GIVEN PASSAGE -
Thank you for looking into this. Here is the Chkdsk from D: D Chkdsk

..and here from C: C Chkdsk

The C one wasn't specified under "Source" as Chkdsk, but as Wininit. I guess that came from the nature of it needing restart, or did something go wrong. These tests are from 25. and 23. of March, so my memory is fading.

  Secret-Squirrel 17:36 12 May 2018

Thanks for those.

The report for your C: drive shows that only the basic check was made - the one that doesn't check for bad sectors. If you fancy doing a thorough check overnight then that may prove helpful. The C: drive report did however say "0 KB in bad sectors". It'll be interesting to see if anything's changed since March 24. Upload another report if you go ahead with it.

I can see that a thorough check was done on the D: drive. It doesn't explicitly mention bad sectors but does say "The file system has been checked. No problems were detected.".

INPUT DATA -
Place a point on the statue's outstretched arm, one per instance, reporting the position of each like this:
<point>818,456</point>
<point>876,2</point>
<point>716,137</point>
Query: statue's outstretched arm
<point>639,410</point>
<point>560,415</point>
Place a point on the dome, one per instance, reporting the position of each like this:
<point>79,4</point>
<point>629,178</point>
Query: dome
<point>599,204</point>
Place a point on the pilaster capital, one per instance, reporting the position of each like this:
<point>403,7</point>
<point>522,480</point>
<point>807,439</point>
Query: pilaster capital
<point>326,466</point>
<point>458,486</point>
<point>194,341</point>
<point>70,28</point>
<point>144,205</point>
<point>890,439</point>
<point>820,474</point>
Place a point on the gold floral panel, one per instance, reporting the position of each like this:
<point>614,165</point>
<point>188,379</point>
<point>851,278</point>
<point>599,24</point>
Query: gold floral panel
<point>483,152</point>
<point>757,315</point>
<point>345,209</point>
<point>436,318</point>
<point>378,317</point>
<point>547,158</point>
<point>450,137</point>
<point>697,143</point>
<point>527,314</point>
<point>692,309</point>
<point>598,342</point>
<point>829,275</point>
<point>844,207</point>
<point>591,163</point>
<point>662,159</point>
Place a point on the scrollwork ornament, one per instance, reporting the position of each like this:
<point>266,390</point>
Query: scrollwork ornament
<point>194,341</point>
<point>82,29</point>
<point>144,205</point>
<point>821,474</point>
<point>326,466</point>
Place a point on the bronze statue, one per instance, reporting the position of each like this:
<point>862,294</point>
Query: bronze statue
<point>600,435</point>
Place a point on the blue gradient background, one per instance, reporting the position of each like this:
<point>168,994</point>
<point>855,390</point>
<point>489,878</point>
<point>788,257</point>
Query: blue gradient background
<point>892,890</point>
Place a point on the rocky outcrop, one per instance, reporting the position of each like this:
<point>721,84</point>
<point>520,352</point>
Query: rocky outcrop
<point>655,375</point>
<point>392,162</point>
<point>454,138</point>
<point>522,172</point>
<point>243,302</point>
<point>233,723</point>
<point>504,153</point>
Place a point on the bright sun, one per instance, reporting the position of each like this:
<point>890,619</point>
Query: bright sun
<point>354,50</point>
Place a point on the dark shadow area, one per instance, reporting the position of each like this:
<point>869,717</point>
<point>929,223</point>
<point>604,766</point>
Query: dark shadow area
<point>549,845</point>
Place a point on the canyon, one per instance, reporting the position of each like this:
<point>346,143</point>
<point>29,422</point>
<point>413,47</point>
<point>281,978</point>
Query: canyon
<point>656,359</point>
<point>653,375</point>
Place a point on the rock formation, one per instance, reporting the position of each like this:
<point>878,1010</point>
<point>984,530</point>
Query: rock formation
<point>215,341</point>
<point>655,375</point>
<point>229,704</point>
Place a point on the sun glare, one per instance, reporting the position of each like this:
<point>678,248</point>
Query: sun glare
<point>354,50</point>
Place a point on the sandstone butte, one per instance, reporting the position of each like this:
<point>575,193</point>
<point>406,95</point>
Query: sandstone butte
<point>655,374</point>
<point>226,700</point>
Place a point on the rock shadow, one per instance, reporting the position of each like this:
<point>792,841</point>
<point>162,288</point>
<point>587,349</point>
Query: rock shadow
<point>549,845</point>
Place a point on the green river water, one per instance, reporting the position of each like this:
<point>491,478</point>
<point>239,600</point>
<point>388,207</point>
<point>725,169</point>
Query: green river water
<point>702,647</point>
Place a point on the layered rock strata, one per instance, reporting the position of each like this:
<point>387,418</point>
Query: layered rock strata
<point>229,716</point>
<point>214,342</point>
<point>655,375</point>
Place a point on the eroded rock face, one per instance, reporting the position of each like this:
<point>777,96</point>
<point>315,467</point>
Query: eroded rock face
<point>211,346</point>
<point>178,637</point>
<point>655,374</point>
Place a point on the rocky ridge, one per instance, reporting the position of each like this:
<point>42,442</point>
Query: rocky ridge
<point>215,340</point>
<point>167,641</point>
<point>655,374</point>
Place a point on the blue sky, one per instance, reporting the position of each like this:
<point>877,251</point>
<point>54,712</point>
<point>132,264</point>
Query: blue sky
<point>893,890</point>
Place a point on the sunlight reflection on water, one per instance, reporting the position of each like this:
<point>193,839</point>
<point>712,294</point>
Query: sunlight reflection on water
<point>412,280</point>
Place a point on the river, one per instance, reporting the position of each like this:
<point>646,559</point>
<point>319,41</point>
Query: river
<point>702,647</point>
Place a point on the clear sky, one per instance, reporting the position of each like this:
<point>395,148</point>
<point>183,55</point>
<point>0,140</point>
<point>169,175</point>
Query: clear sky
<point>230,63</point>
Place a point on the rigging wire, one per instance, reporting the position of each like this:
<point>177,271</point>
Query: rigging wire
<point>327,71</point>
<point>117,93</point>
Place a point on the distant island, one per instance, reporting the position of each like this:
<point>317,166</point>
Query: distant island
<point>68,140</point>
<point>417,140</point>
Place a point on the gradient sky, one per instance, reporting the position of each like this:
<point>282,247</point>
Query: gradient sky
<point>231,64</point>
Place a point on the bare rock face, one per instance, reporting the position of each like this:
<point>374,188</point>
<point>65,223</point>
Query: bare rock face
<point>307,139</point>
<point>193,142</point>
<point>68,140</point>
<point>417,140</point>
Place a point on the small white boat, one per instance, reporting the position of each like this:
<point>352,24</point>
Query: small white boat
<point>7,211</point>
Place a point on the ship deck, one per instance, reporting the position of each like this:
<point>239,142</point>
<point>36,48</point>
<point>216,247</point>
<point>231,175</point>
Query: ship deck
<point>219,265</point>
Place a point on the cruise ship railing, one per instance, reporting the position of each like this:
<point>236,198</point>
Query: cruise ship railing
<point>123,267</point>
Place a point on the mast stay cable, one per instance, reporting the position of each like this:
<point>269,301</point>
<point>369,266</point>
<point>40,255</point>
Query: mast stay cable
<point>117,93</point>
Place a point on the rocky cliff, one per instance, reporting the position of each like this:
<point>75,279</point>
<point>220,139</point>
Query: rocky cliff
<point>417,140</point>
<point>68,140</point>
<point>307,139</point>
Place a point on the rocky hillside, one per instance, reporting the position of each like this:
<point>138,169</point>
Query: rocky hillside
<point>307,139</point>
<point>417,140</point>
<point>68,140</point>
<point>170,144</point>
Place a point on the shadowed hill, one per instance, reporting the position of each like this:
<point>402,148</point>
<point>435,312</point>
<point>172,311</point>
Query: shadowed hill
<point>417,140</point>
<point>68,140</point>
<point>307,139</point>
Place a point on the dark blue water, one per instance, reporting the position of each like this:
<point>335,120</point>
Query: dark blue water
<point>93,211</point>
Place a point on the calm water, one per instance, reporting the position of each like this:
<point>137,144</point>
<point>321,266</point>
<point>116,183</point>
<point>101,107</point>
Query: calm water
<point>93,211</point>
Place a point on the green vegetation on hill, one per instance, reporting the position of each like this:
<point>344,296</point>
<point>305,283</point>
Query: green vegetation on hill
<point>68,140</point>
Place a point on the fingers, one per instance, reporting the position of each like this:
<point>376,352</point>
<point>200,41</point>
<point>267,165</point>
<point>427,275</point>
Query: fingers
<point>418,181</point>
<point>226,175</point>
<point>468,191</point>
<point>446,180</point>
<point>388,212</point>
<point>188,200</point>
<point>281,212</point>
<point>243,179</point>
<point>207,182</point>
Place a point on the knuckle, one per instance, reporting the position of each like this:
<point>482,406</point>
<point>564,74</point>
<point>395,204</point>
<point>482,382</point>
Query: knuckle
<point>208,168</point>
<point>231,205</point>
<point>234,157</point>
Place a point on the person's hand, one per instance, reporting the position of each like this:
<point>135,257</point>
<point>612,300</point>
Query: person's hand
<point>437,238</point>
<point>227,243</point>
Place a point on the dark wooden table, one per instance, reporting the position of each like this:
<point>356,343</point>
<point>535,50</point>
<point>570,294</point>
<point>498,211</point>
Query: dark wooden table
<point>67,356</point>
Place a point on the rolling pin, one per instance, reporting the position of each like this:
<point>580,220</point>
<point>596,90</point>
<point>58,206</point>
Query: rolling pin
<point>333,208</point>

REQUIRED WORK -
• 1. Output the passage about the Chkdsk reports word for word from "Thank you for" to "ahead with it.".
• 2. Go on with the passage about the Chkdsk reports, picking up right after its final sentence.
The entries come from a separate source and are not part of the passage about the Chkdsk reports.

RESULTS -
• 1.
Thank you for looking into this. Here is the Chkdsk from D: D Chkdsk

..and here from C: C Chkdsk

The C one wasn't specified under "Source" as Chkdsk, but as Wininit. I guess that came from the nature of it needing restart, or did something go wrong. These tests are from 25. and 23. of March, so my memory is fading.

  Secret-Squirrel 17:36 12 May 2018

Thanks for those.

The report for your C: drive shows that only the basic check was made - the one that doesn't check for bad sectors. If you fancy doing a thorough check overnight then that may prove helpful. The C: drive report did however say "0 KB in bad sectors". It'll be interesting to see if anything's changed since March 24. Upload another report if you go ahead with it.

• 2.
Also, would it be a lot of trouble for you to use the PC in Safe Mode for a while? If you use the networking option then at least you'll be able to browse the web. If it causes the same BSoD there then it can't be a malware or third-party driver issue. Your findings may help make a diagnosis.

According to Microsoft, a KERNEL-DATA-INPAGE-ERROR BDoD means:

This Stop message is usually caused by a bad block (sector) in a paging file, a virus, a disk controller error, or failing RAM. In rare cases, it is caused when nonpaged pool resources run out. It is also caused by defective hardware.

Unfortunately we've tackled most of those potential causes.